*Task item*
Except for the pictures, output the records in full and exactly.

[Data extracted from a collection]
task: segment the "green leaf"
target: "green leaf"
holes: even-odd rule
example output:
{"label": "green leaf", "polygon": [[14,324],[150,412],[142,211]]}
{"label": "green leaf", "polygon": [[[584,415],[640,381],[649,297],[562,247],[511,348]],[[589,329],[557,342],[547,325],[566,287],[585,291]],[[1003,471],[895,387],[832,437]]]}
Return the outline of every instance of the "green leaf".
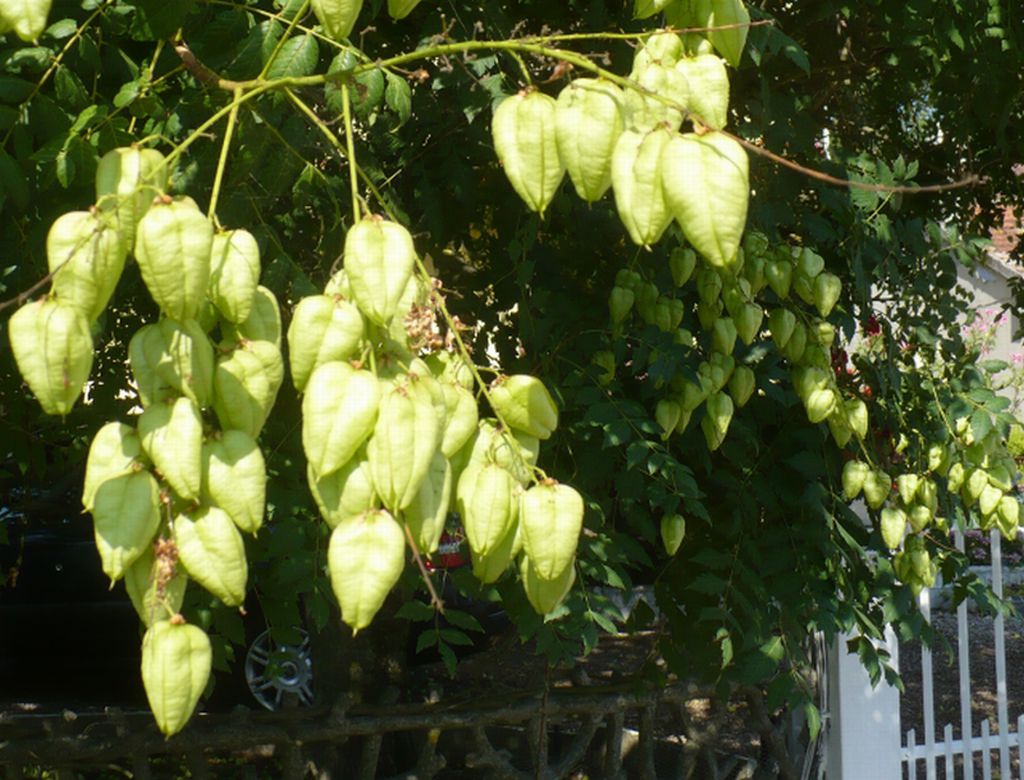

*The answer*
task: segment the "green leaf"
target: "green leaf"
holes: even-odd rule
example output:
{"label": "green leaf", "polygon": [[14,324],[150,412],[142,211]]}
{"label": "green leaf", "polygon": [[[584,415],[640,381],[649,297],[562,247],[511,348]],[[589,329],[557,342],[547,325],[566,287],[585,291]],[[1003,471],[895,387],[832,437]]]}
Return the outline of every instance of the "green leaf".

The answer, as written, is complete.